Reproduce the entries that follow exactly. No picture should appear in the result.

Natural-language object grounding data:
--- START ---

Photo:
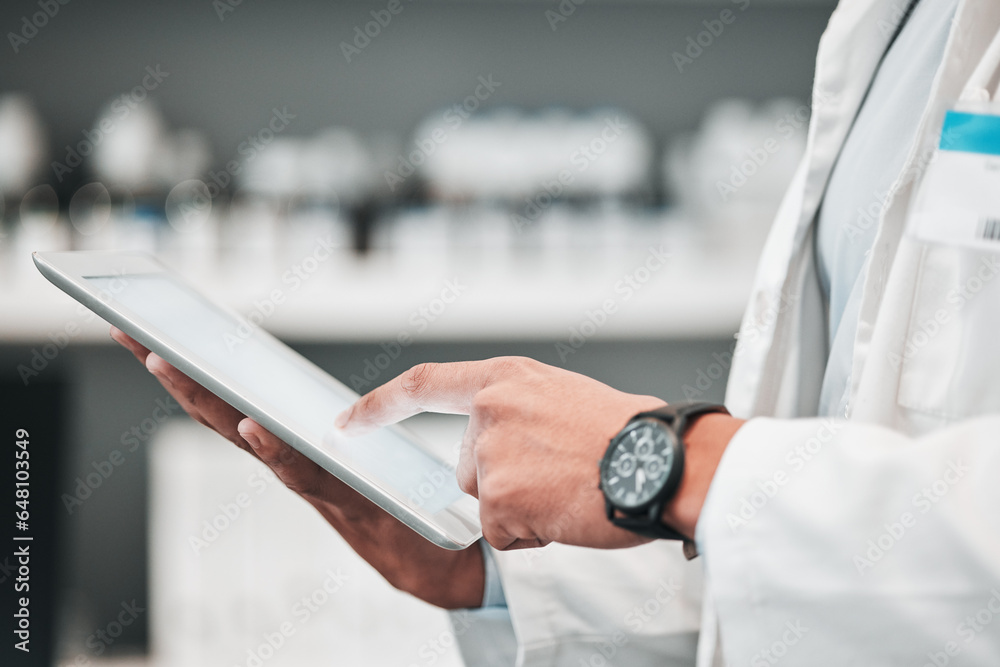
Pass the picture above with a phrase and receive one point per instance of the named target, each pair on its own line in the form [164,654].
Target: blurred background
[334,170]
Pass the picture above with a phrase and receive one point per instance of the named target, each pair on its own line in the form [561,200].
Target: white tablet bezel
[455,527]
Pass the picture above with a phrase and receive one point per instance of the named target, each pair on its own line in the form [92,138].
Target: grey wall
[225,76]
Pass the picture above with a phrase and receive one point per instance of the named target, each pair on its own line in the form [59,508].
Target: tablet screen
[262,370]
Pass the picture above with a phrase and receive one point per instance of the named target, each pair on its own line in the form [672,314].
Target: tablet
[268,381]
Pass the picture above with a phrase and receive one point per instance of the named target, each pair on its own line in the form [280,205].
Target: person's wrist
[705,441]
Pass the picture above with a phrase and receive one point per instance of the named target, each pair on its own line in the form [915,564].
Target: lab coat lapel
[764,376]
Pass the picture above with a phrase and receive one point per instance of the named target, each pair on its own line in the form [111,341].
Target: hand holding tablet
[258,376]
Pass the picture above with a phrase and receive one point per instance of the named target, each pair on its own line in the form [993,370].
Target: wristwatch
[643,466]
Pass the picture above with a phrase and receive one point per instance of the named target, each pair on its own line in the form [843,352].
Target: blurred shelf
[696,293]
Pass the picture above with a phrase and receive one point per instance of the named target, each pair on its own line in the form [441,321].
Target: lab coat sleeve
[637,607]
[838,543]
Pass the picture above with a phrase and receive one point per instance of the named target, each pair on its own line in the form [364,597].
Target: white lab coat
[870,540]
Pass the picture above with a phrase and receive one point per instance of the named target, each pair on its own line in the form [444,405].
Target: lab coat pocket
[950,361]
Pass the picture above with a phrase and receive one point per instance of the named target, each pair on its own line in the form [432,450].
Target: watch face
[636,467]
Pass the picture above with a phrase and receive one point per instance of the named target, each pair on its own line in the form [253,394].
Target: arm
[535,436]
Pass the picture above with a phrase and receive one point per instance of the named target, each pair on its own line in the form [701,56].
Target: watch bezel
[670,482]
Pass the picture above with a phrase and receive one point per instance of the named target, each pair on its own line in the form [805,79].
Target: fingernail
[251,439]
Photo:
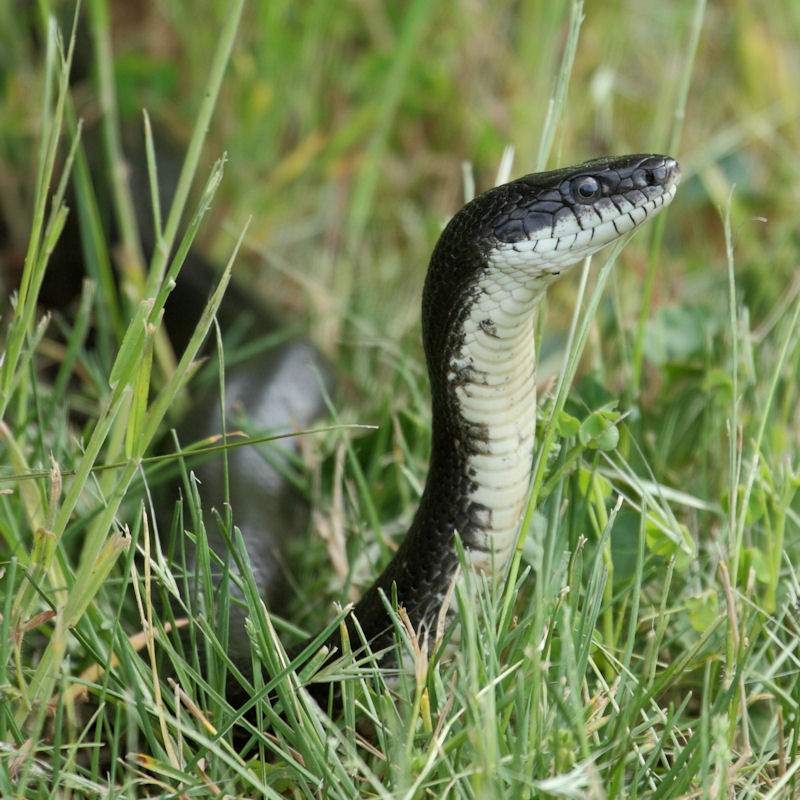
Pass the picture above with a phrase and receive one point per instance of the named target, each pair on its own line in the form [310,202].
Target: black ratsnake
[488,271]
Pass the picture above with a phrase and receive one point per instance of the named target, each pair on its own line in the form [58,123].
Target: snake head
[550,220]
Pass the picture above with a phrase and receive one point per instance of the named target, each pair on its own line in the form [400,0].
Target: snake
[487,274]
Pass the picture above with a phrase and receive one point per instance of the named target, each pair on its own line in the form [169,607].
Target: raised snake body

--- END ---

[Answer box]:
Photo:
Pass the picture above with a phrase and receive one point per instance of the named target, each pair on its own line in the form [164,654].
Target: blurred background
[334,170]
Pass the picture above with a phrase and receive one point per instance of the named target, each pair on its own line in the form [561,200].
Target: white tablet bezel
[455,527]
Pass the picture above with a phrase and receive one point per instance of the named target, each pair on its own line in the form [92,138].
Target: grey wall
[225,76]
Pass the picture above with a phrase and receive one point per instance of the named target, each pair on its own line in the form [59,508].
Target: tablet screen
[262,370]
Pass the picture above with a phrase and receive one point per instance of the named target, each pair on its own line in the form [672,314].
Target: tablet
[268,381]
Pass the picture above with a phrase and receive one point per instance of the named target, each pair on its own line in the form [280,205].
Target: person's wrist
[705,441]
Pass the picture above with a phrase and receive one point per instance of the named target, each pair on its own line in the form [915,564].
Target: lab coat lapel
[764,376]
Pass the picture above with a phrase and receive one point per instance of the named target, each pair on its own line in the form [111,341].
Target: hand holding tablet
[258,376]
Pass the picture above with a phrase and receive one point per instance of the named target, each pair on its own line in the form [993,370].
Target: wristwatch
[643,466]
Pass the picture above with a phrase and receive one point per instance of the named target, each pair on its own line in the form [843,352].
Target: blurred shelf
[696,293]
Pass the picture above with a phrase and receive one point per instance of the named target, each pair on its own line in the form [441,321].
Target: lab coat sleeve
[637,607]
[838,543]
Pass the picture above with a phrase and receive one point per instance of the named target, each pair on its own line in the form [364,597].
Target: white lab coat
[870,540]
Pass the picture above with a phrase and receive one point per instance of the named target, each pair on its own line in the form [444,405].
Target: lab coat pocket
[950,361]
Pass the picture above with a phrase and receive one point per instance of the named target, each pair on its own line in the form [432,450].
Target: watch face
[636,467]
Pass the picture above with a phrase and receive one point per instance of the named target, each pair on its own line in the form [253,394].
Target: arm
[535,436]
Pass the picture above with a phrase and receive one point per instance of the named target, each pair on its own line in the form [701,56].
Target: watch bezel
[670,482]
Pass the picture above with a phrase and receive one point per instance of the named target, each pair on its own line in the form [805,79].
Target: fingernail
[251,439]
Photo:
Pass the picture above with a phrase and receive one point per instance of the named target, each pair on its own line in the form [310,202].
Target: black ratsnake
[488,271]
Pass the picture above with a phrase and receive one point per instance of the named target, each pair on its own line in the form [58,123].
Target: snake head
[550,220]
Pass the picture above with a phrase and receive one point per instance of the named target, each pair on its own line in the form [400,0].
Target: snake
[487,274]
Pass the picture above with a phrase and receive one point per instance of the named target, each pair on its own line in the form [169,607].
Target: raised snake body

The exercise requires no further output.